#### Listed records

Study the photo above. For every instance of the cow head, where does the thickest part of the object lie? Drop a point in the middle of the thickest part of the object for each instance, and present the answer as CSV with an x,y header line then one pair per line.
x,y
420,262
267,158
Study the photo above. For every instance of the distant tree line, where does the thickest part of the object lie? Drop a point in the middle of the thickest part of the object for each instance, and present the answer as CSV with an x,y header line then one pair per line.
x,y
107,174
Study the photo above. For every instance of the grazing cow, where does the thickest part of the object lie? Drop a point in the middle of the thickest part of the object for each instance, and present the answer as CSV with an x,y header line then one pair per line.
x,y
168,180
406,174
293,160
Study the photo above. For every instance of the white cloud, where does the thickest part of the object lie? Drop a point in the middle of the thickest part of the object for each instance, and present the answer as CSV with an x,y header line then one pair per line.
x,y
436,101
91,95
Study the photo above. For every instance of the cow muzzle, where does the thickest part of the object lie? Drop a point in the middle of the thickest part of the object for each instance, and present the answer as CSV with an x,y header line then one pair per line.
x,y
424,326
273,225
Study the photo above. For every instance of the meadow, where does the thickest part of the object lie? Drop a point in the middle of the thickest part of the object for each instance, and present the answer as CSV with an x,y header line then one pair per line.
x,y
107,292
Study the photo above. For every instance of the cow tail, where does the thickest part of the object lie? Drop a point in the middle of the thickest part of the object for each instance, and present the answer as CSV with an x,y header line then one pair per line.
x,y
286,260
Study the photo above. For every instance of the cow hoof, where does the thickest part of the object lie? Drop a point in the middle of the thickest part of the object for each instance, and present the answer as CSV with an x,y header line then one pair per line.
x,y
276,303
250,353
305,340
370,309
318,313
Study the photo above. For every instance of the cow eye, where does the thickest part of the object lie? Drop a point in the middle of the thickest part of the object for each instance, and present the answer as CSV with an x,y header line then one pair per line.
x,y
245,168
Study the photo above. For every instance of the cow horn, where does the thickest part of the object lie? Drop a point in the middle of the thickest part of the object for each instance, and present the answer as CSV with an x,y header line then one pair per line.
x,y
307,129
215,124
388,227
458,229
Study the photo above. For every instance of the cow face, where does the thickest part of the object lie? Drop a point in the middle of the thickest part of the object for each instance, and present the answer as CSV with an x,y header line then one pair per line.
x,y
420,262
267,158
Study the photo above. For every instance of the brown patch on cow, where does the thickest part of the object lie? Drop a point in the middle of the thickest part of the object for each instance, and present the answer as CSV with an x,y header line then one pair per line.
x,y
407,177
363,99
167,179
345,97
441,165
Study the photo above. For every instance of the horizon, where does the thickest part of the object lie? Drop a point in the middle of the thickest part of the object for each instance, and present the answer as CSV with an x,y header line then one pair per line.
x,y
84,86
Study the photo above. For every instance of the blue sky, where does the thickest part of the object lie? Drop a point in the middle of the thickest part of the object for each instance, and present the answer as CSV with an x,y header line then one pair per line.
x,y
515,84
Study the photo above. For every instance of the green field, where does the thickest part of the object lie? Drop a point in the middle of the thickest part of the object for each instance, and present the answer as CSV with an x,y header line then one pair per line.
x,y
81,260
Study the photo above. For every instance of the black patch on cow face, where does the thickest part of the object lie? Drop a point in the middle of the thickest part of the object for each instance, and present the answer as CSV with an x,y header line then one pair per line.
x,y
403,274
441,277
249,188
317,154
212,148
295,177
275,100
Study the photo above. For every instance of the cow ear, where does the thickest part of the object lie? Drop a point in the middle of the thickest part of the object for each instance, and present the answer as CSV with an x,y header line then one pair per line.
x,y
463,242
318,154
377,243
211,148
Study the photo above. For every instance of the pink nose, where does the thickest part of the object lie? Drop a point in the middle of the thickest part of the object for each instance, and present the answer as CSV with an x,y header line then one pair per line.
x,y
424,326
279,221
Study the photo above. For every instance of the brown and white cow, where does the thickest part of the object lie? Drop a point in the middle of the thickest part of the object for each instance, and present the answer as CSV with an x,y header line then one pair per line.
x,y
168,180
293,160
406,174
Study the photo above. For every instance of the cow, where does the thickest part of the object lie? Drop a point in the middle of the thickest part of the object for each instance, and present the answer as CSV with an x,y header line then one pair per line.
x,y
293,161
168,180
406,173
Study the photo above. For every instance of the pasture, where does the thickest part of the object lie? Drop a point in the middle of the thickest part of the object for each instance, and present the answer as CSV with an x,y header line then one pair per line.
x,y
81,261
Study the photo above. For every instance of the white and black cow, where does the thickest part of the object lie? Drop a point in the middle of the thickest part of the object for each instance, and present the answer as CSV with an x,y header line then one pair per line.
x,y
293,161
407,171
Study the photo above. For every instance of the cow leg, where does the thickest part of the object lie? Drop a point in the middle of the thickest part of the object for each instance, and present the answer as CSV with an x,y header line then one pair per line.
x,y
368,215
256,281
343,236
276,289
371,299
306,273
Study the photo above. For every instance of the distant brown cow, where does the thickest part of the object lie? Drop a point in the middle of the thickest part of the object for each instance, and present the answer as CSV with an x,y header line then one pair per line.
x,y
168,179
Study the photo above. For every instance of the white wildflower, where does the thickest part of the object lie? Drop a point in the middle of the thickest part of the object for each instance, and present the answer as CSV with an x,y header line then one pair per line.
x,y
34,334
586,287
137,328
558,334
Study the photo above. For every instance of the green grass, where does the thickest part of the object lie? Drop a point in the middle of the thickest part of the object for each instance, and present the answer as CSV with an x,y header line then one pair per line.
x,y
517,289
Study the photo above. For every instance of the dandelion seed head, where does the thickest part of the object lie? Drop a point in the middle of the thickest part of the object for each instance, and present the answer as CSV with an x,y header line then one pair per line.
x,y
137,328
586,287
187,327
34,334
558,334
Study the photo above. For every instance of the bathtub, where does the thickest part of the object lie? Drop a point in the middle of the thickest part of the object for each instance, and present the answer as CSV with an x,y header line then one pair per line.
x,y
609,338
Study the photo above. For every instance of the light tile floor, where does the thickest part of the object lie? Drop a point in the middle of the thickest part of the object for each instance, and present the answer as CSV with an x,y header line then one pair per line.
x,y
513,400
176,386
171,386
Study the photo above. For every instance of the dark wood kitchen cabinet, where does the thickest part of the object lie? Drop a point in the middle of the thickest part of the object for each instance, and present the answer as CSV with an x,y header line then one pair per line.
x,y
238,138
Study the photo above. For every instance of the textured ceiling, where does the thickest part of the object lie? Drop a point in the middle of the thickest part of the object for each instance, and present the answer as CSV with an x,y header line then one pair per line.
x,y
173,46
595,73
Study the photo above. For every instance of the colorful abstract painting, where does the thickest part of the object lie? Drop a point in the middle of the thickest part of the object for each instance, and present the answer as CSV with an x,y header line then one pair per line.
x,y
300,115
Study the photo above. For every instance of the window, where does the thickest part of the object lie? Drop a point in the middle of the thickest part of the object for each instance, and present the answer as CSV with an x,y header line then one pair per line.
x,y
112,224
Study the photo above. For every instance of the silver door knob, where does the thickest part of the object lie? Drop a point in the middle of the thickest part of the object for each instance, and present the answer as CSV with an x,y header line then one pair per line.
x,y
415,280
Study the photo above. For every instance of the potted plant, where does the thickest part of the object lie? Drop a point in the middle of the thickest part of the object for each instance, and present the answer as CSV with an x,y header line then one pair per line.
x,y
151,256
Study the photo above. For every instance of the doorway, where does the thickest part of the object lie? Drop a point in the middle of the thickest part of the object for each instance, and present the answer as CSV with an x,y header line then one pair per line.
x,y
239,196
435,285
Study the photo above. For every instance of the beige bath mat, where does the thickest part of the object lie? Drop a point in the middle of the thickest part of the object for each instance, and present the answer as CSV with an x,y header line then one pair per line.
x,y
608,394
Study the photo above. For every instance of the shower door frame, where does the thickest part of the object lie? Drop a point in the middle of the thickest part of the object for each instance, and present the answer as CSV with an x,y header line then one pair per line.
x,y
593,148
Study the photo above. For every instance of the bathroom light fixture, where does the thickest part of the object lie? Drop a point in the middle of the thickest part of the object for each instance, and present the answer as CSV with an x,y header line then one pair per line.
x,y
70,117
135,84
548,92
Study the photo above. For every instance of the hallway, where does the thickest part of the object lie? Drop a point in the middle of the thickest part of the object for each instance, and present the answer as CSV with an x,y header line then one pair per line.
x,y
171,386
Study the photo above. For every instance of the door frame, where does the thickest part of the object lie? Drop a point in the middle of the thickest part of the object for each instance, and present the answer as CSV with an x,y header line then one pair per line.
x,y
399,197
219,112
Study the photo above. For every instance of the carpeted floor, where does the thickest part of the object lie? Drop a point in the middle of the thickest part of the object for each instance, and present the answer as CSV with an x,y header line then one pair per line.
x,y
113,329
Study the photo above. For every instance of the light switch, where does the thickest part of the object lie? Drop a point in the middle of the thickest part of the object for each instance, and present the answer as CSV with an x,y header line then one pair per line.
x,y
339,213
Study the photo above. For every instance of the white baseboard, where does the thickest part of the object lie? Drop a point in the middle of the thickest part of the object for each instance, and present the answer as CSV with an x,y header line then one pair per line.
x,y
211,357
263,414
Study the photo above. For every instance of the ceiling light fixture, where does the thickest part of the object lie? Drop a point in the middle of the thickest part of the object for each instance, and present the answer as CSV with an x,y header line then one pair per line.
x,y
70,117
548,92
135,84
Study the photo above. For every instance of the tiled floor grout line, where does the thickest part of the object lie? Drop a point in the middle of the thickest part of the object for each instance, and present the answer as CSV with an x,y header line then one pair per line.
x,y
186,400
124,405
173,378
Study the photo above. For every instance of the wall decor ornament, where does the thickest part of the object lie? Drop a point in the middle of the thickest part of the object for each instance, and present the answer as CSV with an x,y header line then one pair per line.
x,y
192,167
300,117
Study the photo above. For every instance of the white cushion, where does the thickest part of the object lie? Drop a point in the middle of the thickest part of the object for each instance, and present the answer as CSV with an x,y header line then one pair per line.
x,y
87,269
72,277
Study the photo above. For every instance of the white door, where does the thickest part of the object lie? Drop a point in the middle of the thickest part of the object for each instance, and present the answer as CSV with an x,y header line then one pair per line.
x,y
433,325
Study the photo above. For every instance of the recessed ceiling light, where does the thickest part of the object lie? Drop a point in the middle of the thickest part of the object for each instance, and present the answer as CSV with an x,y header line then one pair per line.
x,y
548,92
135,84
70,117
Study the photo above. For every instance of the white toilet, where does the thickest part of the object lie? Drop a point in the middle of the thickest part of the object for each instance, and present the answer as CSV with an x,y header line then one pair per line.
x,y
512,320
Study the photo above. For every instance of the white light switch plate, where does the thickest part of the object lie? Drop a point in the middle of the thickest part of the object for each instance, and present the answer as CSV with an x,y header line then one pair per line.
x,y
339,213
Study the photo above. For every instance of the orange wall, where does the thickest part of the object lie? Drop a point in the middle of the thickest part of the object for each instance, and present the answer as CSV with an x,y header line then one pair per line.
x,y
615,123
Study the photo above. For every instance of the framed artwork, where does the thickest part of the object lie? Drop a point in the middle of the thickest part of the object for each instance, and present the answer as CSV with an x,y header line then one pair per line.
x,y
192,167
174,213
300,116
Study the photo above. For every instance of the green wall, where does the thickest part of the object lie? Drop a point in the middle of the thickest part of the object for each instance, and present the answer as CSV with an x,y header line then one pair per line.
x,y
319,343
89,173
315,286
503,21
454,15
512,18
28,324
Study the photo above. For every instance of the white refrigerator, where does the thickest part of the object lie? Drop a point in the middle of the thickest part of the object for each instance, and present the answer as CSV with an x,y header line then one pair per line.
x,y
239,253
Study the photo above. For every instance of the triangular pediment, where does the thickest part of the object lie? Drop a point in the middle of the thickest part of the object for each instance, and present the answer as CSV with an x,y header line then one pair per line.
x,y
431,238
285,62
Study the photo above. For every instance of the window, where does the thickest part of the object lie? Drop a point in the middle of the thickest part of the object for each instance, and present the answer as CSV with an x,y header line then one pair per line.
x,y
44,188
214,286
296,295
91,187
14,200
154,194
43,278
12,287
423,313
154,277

########

Only the lines from the one holding "green wall, where" through the end of the listing should be given again, exactly and with both ends included.

The completed task -
Study the photo above. For every instance of the green wall, where does the thickest part of the object lie? Drop a point in the middle of the thickest part of the object for each instance, and present the answer as CSV with an x,y header line then one pair per line.
x,y
319,343
89,173
315,286
503,21
454,15
512,18
28,324
Study the photo above. For every instance of the white refrigerator, where does the thickest part of the object lie? Drop a point in the middle of the thickest part of the object for each instance, and present the answer as CSV with an x,y header line then one pair per line.
x,y
239,253
Study the photo above. For every instance of the triangular pediment, where does the thickest part of the object lie? Drop a point in the middle of the thickest part of the object for each instance, and present the answer as CSV with an x,y header line then one pair per line.
x,y
431,238
285,62
Study the photo above. For every instance of the window, where does the thickest part of the object lie? Drop a point in the middle of the thickest part of the object for each instance, and present the answer as CSV with an x,y header line then one pair per line.
x,y
44,188
214,286
296,295
91,187
14,200
154,194
43,278
12,287
423,313
154,277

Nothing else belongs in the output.